Substitute "Mark" for every "Indicate" in the data below and leave everything else unchanged. Omit the pictures from your answer.
:::
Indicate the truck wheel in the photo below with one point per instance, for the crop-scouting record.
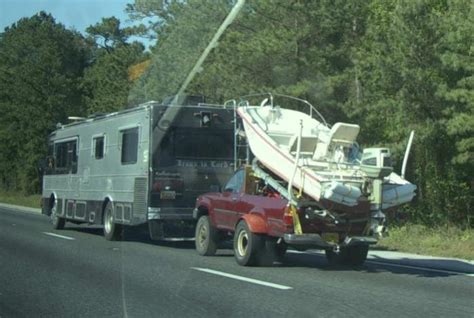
(357, 255)
(112, 231)
(247, 245)
(57, 221)
(352, 255)
(272, 252)
(206, 237)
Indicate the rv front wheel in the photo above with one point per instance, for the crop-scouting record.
(112, 231)
(206, 237)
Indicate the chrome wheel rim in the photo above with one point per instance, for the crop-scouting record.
(242, 243)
:::
▶ _Task result_:
Mark the truck wheel in the photo below with one point per instance, for the crop-scouting record.
(357, 255)
(112, 231)
(247, 245)
(57, 221)
(352, 255)
(272, 252)
(206, 237)
Mark the rv front wheel in the photo above with one point per instance, for the crop-scouting record.
(112, 231)
(206, 237)
Mark the chrome wheel rim in the photo above with one point per instance, for the crop-scouting record.
(242, 243)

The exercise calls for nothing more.